▶ [GOAL OF THE EXERCISE]
Reproduce the records that follow exactly as they are written.

(AVAILABLE DATA Opens)

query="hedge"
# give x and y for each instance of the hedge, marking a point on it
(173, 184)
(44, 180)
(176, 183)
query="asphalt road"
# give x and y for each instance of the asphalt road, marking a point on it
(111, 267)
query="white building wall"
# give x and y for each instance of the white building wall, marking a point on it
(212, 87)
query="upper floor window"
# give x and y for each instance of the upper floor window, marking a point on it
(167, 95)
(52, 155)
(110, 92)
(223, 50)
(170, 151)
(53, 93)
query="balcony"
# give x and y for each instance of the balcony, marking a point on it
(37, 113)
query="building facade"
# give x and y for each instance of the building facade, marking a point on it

(AVAILABLE DATA Closes)

▶ [ANSWER TO THIS PROBLEM]
query="hedge"
# give x and y for each instance of the hedge, marking a point on it
(173, 184)
(44, 180)
(176, 183)
query="asphalt road"
# give x and y for each instance of the asphalt road, marking a point on it
(111, 267)
query="white building wall"
# give x and y for each instance of the white building wall, marking a point on it
(212, 87)
query="upper floor window"
# give x and y for each instance of the upper floor window, marking a point on it
(167, 95)
(52, 155)
(110, 92)
(223, 50)
(170, 151)
(53, 93)
query="balcony"
# give x and y for each instance of the balcony, marking a point on it
(37, 113)
query="building facade"
# give x and y for each instance of the building facade, marking a point on it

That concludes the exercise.